Goal ▸ Please decide whether each statement below agrees with the pull request comment, answering yes or no and quoting the deciding words: (a) The commenter is comfortable with both the hdfs writer and the source handler taking actions. (b) The commenter sees handling the unpaired tuples together as a problem for per-message action. (c) The commenter says long-lived applications with persistent network connections must guard against these errors.

>> start Source excerpt

Github user ottobackwards commented on the issue:

    https://github.com/apache/metron/pull/741
  
    @justinleet My question with regards to the necessity for a refactor came 
from wanting to handle the exception in the HDFSWriter, where the exceptions 
where being caught at the time.
    
    The fact that the tuples are 'unpaired' from their messages, and that we 
handle them all together seems to me to be problematic if you want to take per 
message/sourcehandle action.
    
    I think your approach removes the immediate problem with that, although 
having both the hdfs writer and the source handler itself take actions and 
split the 'ownership' doesn't feel quite right to me.
    
    @cestella It would be good to know why this is happening, but in truth, any 
persistent network connection in a long lived 'forever' type application needs 
to guard against these kinds of errors.

>> end Source excerpt
>> start Provided information

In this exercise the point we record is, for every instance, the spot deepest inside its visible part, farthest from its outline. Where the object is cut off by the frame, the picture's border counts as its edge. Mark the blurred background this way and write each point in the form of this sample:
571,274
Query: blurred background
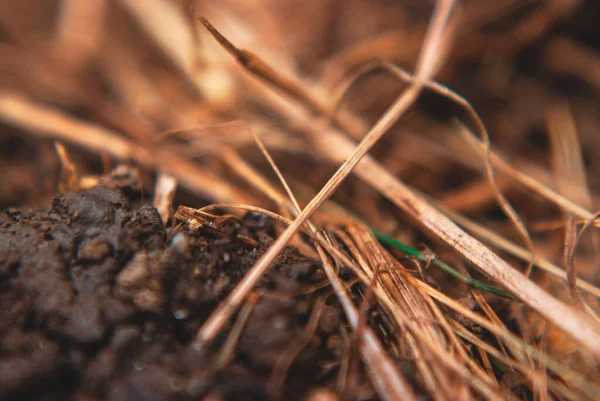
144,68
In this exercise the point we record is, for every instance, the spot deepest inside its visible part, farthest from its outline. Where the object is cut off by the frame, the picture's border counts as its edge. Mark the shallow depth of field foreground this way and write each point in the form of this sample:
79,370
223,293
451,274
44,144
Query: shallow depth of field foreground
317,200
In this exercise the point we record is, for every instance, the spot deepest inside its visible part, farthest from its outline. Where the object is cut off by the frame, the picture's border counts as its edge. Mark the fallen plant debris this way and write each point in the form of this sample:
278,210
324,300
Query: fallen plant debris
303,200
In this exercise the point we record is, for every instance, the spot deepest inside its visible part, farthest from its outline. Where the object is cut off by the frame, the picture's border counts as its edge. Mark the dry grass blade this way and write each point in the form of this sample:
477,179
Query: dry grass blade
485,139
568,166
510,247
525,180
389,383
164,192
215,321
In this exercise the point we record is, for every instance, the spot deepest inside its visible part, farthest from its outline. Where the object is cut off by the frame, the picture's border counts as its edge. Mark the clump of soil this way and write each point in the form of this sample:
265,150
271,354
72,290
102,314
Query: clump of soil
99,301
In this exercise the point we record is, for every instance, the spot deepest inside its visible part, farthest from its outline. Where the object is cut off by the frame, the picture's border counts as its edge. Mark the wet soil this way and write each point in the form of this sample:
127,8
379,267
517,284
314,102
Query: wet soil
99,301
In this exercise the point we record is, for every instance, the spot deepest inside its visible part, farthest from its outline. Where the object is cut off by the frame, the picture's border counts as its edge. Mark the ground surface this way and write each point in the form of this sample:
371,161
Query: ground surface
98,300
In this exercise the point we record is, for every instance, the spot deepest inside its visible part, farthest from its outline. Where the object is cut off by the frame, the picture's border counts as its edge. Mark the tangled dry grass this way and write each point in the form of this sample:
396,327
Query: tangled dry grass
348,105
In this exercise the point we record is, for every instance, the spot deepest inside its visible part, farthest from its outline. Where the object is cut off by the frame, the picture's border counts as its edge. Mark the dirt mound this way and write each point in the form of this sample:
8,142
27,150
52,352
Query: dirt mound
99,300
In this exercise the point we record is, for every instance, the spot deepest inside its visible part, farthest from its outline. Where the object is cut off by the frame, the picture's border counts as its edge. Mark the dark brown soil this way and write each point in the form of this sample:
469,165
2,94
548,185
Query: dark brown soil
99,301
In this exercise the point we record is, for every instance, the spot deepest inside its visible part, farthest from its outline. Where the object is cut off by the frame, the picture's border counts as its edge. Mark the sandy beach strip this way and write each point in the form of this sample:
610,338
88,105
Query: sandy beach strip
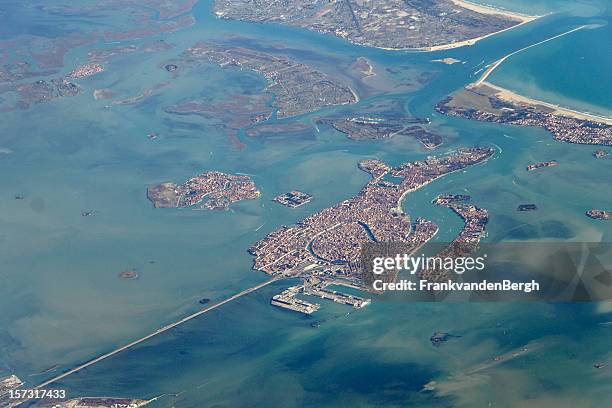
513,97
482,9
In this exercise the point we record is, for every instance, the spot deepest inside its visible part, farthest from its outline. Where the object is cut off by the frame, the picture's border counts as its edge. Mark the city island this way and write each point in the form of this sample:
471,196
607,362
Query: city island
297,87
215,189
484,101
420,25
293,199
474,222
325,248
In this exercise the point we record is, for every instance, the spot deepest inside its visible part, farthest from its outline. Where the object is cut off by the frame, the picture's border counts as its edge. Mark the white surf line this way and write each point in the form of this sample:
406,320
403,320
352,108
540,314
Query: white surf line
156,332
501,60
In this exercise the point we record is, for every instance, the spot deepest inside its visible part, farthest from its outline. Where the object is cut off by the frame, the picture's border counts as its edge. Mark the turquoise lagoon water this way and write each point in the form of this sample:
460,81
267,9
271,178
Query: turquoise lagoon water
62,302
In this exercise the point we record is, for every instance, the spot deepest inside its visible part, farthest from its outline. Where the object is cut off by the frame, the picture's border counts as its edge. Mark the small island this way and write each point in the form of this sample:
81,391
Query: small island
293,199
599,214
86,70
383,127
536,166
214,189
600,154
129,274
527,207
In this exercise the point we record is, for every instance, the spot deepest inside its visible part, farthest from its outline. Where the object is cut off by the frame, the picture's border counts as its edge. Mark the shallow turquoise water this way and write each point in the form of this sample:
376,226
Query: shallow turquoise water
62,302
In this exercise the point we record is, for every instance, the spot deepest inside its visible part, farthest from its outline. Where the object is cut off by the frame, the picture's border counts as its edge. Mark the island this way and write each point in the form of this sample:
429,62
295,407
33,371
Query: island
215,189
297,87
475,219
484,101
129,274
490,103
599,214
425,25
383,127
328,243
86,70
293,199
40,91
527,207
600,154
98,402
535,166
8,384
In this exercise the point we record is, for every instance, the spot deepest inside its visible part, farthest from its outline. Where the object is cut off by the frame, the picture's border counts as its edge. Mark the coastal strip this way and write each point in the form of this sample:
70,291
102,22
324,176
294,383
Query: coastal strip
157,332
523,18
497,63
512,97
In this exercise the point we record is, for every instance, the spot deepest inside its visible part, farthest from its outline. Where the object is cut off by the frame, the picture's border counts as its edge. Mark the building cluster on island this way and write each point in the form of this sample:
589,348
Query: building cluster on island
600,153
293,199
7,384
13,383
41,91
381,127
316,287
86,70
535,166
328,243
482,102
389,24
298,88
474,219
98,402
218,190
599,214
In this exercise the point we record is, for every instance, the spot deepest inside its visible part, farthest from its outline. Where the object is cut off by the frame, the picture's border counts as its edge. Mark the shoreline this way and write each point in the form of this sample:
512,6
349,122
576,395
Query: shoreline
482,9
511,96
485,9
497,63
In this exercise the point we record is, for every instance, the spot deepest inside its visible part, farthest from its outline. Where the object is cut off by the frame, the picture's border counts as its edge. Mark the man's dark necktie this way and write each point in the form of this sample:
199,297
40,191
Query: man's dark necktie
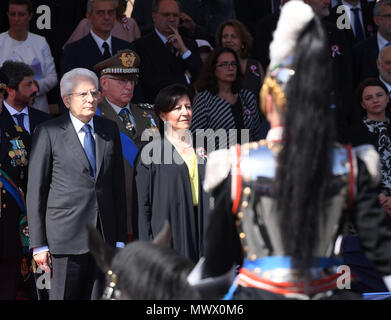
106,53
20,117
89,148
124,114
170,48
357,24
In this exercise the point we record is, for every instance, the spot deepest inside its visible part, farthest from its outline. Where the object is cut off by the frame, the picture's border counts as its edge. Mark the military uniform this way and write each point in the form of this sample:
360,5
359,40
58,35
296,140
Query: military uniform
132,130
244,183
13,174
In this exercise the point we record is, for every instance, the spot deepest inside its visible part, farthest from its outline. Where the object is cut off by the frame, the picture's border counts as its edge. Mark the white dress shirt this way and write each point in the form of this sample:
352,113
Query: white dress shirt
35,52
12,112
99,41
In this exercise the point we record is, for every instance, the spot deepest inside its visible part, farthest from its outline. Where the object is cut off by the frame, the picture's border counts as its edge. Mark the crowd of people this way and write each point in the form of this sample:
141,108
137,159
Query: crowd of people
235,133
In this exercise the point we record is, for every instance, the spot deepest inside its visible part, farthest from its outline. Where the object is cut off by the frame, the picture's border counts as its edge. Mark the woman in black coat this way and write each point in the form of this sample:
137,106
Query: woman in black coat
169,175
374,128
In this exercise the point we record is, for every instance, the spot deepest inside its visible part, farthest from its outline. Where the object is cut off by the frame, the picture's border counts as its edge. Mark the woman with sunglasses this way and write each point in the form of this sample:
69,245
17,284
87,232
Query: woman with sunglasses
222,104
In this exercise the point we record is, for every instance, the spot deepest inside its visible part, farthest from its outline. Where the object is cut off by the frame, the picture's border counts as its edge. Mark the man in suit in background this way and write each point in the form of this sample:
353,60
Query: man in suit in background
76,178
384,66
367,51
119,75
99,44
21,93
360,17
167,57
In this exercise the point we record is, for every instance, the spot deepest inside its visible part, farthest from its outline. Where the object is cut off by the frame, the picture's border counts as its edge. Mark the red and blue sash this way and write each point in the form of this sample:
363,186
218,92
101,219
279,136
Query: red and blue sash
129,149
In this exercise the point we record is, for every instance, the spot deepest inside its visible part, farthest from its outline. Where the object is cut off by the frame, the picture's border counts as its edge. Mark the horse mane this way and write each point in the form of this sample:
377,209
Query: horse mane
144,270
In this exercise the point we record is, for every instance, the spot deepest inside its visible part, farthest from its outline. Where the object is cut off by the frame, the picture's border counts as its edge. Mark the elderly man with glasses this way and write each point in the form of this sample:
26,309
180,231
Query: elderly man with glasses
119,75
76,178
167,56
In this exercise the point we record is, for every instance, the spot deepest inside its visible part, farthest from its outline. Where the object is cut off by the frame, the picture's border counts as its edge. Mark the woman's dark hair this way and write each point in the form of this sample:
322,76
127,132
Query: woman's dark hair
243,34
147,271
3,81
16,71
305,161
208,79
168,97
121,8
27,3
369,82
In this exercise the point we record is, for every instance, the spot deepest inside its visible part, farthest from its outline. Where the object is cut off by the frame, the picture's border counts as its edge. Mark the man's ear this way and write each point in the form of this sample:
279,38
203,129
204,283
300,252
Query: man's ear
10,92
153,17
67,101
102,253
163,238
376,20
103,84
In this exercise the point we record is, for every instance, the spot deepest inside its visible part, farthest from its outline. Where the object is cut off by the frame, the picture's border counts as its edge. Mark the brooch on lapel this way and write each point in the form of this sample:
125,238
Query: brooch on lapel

>> end Provided information

Task output ▸
(a) No: "doesn't feel quite right to me."
(b) Yes: "seems to me to be problematic if you want to take per message/sourcehandle action."
(c) Yes: "any persistent network connection in a long lived 'forever' type application needs to guard against these kinds of errors."